== DOCUMENTO ==

As nascentes da piedade não jorram, não, para aquela gente. Ali, chupando uma pastilha elástica, ainda no alto da rampa que desce para as barracas mais escuras e tristes, diante das quais à noite se acendem fogueiras, por causa do frio, ali vai a Tonica, de doze anos, que, minutos atrás. resistiu às blandícias e aos conselhos da Maria do Céu. «A minha mãe não quer que eu namore, mas o corpo é meu.» Já tentaram levá-la, como criada, para casa de uma senhora de idade, antiga atriz de teatro. Fugiu. Colocaram-na noutro lado. Roubou. Foram buscá-la à esquadra. Nada a fazer: mente, inventa histórias fantásticas, acusa as companheiras, queixa-se de dores imaginárias, pede pelas ruas para ir ao cinema.. Maria do Céu trata-a bem, mas com certa reserva, com certa desconfiança, por ela ser assim. E que culpa tem ela de ser assim? E todos os outros, os que que dormem numa enxerga, em montão, aos quatro e cinco, os que vão para o Rossio vender canetas, relógios e preservativos, para comprarem as sardinhas de alguma patusca de domingo?..

===

→ O QUE SE PEDE: Liste todas as ações da Tonica enumeradas no documento logo após as palavras «Nada a fazer:».

== MATERIAL ==

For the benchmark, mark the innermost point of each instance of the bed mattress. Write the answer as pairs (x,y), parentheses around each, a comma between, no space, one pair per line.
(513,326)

===

→ RESULTADO DO EXERCÍCIO:
- mente
- inventa histórias fantásticas
- acusa as companheiras
- queixa-se de dores imaginárias
- pede pelas ruas para ir ao cinema